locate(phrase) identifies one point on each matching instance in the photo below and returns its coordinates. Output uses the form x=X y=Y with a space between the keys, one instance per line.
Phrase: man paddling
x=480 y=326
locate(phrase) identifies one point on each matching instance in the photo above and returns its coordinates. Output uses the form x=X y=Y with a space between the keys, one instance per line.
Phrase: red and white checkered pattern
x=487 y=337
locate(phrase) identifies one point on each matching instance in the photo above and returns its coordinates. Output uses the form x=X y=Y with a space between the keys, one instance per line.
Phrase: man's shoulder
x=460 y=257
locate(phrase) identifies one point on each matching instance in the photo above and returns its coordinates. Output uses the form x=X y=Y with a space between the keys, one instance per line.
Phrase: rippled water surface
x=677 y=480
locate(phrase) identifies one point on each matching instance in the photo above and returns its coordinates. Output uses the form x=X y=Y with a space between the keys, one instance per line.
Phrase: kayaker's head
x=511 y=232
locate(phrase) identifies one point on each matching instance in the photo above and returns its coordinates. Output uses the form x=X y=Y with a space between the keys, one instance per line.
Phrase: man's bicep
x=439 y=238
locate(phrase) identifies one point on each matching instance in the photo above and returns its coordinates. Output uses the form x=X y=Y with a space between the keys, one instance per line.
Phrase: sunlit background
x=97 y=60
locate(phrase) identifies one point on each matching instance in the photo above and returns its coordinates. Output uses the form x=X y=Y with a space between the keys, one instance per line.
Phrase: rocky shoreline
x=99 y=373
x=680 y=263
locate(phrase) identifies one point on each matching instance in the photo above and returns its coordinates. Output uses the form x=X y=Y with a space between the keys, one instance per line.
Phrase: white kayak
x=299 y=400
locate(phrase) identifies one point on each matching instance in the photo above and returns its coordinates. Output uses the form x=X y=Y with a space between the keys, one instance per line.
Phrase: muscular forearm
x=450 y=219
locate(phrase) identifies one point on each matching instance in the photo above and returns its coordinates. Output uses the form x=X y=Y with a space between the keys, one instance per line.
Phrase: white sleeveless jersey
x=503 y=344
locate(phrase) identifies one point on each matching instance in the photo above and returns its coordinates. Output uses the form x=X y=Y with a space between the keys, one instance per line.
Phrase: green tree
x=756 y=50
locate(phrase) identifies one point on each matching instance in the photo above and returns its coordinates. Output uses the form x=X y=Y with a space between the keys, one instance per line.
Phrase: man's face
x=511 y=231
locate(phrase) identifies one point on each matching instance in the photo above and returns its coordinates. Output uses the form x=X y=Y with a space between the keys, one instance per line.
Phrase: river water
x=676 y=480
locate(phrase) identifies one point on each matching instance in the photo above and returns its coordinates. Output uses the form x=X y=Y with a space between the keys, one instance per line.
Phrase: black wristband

********

• **Requirement**:
Line by line, the listing above is to be transcribed exactly.

• **Result**:
locate(phrase) identifies one point on each matching instance in the photo below and returns its coordinates. Output uses the form x=X y=Y with a space between the keys, one instance per line.
Phrase: man paddling
x=480 y=326
locate(phrase) identifies one point on each matching instance in the photo above and returns its coordinates. Output uses the form x=X y=Y with a space between the keys, one instance per line.
Phrase: red and white checkered pattern
x=487 y=337
locate(phrase) identifies one point on each matching instance in the photo above and returns its coordinates. Output uses the form x=X y=Y with a space between the keys, one instance per line.
Phrase: man's shoulder
x=460 y=257
locate(phrase) identifies one point on each matching instance in the photo above and returns its coordinates. Output uses the form x=X y=Y with a space between the keys, one instance per line.
Phrase: rippled water surface
x=677 y=480
locate(phrase) identifies one point on each matching instance in the photo above and returns its coordinates. Output uses the form x=X y=Y with a space between the keys, one instance per line.
Phrase: kayaker's head
x=511 y=232
locate(phrase) identifies one point on each matching instance in the photo above and returns its coordinates. Output uses the form x=X y=Y with a space between the keys, one instance per line.
Phrase: man's bicep
x=439 y=238
locate(phrase) identifies one point on each matching instance in the photo above and returns its coordinates. Output uses the form x=X y=Y with a space between the keys, one instance per line.
Phrase: sunlit background
x=97 y=60
locate(phrase) identifies one point on each matching instance in the photo above and returns its coordinates. Output uses the form x=X y=Y with a space between the keys, one instance per line.
Phrase: rocky shoreline
x=99 y=373
x=680 y=263
locate(phrase) identifies one point on each matching instance in the photo above and returns its coordinates. Output uses the form x=X y=Y with a space between the keys, one instance per line.
Phrase: white kayak
x=299 y=400
locate(phrase) identifies one point on each matching instance in the photo above and returns its coordinates. Output uses the form x=X y=Y with a space between the keys, one instance per line.
Phrase: muscular forearm
x=450 y=219
locate(phrase) identifies one point on each matching instance in the photo above and returns its coordinates. Output uses the form x=X y=Y with a space between the keys, one instance per line.
Phrase: white sleeveless jersey
x=503 y=344
locate(phrase) identifies one point on each matching instance in the photo above and returns its coordinates. Output uses the form x=X y=Y with a space between the keys, one instance per line.
Phrase: green tree
x=756 y=50
locate(phrase) identifies one point on each matching instance in the photo above and returns its coordinates. Output uses the form x=X y=Y with a space between the keys, one instance per line.
Phrase: man's face
x=511 y=231
locate(phrase) identifies one point on each matching instance in the photo above and returns its coordinates. Output uses the form x=X y=Y with a space between the keys, one instance per line.
Phrase: river water
x=676 y=480
locate(phrase) identifies one point on each matching instance in the photo above and returns its coordinates. Output uses the form x=X y=Y with a space between the keys, one instance per line.
Phrase: black wristband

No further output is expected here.